ARTICLE:
- - - - -
In the above situation with a large black and white bird occupying a good portion of the frame it is imperative to figure out the correct exposure in advance by doing a histogram check: make sure that you have data well into the rightmost box of the histogram without any blinkies on the bird’s head. Work in manual mode and go darker or lighter as needed by adjust either the shutter speed or the aperture. Once you determine the correct exposure set it and forget it until the light changes. You do not need to worry about how much black and how much white occupies the frame. You do not need to worry about the background tonality. You have determined the correct exposure for the bright whites and that exposure will remains correct as long as the light does not change. Your exposure will not be thrown off if there is more black in the frame one moment and more white the next. To learn exposure theory study the chapter on exposure in the original The Art of Bird Photography; it is the great strength of a book that has sold more than 35,000 copies and laid the foundation for many of today’s great bird photographers.

Working in Manual Mode Re-visited: April, 2016

Though I still work in other exposure modes on occasion, and made 100% of my Kolmanskop images in Av mode, I have, for the past few years, been working in Manual Mode most of the time. Today I’d say that I work in Manual mode about 85% of the time, Av mode about 10% of the time, Tv about 4% of the time (when creating pleasing blurs), and Program mode (when working a family party with flash, and very rarely when using fill flash for songbirds) about 1% of the time.

If you are scared of working in Manual mode–many folks are for no reason at all–you need to study the info below and learn to become competent in it.

Here is an excerpt adapted from from The Art of Bird Photography II (ABP II: 916 pages on CD only) for those who need help with working in Manual mode.
- - - - -
SHORT TASK 1:
Using the exposure passage, decide whether each statement agrees with it. Give yes or no and quote the words that settle it.
(a) Most of the time, the author works in Manual mode.
(b) The Kolmanskop images were made in Manual mode.
(c) The background tonality has to be considered when setting the exposure.
SHORT TASK 2:
Use the exposure passage to answer these questions, one per line:
(a) How many copies has the original The Art of Bird Photography sold?
(b) How many pages does ABP II have?
(c) Once the correct exposure is set, when should it be changed?
- - - - -
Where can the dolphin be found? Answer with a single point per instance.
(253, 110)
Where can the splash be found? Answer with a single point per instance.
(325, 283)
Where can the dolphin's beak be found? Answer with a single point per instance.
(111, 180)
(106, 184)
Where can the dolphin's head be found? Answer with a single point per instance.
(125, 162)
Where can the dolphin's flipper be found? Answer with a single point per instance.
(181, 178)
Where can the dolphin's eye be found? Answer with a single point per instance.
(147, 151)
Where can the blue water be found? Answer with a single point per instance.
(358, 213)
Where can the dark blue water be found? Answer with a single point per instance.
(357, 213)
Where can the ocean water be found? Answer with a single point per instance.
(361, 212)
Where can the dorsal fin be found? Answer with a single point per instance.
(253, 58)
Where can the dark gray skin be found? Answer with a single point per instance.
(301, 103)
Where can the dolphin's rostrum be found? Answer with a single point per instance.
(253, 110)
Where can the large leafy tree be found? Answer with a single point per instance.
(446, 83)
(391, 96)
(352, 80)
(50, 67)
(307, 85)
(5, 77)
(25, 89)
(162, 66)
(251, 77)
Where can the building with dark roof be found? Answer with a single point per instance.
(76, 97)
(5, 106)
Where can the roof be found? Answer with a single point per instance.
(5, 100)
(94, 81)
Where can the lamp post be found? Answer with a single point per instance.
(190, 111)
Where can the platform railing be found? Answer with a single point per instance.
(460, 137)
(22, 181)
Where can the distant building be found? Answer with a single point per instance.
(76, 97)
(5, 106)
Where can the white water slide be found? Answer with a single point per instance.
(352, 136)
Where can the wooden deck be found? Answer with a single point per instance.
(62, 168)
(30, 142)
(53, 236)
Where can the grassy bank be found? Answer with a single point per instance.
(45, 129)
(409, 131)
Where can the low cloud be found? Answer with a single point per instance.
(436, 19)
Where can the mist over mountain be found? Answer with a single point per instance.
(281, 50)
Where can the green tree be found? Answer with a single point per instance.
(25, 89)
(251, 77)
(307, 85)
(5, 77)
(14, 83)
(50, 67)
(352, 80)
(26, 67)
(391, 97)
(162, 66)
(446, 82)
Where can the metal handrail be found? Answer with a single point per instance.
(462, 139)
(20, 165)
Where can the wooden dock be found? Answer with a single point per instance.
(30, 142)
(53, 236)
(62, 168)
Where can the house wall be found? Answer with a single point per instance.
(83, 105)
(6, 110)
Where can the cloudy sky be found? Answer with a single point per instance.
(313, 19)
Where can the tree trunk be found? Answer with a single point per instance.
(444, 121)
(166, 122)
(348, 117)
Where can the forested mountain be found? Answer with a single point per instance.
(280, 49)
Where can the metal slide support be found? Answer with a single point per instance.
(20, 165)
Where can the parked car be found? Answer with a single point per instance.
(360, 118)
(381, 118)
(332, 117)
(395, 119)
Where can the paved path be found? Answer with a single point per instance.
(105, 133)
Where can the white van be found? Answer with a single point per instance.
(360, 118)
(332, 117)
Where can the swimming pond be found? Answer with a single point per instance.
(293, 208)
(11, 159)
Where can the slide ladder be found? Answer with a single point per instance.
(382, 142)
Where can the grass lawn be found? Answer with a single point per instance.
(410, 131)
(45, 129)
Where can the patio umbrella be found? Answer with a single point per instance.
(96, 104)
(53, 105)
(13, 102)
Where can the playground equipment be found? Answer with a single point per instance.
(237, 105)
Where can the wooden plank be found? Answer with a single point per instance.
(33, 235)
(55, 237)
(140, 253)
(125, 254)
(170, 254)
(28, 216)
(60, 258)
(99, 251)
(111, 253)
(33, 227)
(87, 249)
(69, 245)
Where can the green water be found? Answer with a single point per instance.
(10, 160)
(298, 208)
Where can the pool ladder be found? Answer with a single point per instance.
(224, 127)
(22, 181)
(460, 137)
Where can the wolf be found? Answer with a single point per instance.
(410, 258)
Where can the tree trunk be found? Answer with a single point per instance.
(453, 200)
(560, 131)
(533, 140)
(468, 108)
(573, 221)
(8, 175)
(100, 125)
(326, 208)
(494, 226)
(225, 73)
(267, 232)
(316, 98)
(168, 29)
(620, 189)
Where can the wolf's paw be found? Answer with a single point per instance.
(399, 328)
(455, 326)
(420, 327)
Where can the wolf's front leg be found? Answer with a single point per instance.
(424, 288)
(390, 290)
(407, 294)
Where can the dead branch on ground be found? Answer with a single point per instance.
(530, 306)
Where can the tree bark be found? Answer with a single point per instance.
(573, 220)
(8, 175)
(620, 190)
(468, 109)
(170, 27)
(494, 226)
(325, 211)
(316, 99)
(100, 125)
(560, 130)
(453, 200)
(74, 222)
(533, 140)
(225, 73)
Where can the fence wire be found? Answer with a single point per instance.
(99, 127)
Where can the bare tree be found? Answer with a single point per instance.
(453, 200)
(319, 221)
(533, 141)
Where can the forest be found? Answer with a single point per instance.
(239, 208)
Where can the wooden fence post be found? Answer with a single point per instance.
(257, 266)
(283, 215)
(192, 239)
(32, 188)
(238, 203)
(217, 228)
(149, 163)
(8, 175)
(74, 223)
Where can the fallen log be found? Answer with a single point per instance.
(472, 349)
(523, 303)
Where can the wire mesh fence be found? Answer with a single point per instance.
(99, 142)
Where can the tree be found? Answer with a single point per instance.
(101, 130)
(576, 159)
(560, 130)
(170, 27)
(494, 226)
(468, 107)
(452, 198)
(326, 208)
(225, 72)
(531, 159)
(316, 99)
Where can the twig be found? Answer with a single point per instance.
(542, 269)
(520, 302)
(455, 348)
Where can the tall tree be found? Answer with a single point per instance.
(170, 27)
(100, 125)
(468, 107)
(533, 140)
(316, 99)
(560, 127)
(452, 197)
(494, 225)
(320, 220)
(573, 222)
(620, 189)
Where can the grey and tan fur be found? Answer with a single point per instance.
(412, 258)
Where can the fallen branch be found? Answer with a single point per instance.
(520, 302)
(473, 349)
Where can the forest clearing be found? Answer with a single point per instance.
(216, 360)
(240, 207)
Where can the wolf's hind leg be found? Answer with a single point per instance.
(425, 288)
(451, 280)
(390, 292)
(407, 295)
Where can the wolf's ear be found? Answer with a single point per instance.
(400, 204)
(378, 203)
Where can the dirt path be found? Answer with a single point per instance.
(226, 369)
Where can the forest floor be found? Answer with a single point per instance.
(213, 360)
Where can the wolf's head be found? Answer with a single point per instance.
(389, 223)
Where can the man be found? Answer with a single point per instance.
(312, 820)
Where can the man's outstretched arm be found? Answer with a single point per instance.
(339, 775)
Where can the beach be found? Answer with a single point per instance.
- - - - -
WORKED ANSWER 1:
(a) Yes: "I work in Manual mode about 85% of the time"
(b) No: "made 100% of my Kolmanskop images in Av mode"
(c) No: "You do not need to worry about the background tonality."

WORKED ANSWER 2:
(a) More than 35,000.
(b) 916 pages.
(c) When the light changes.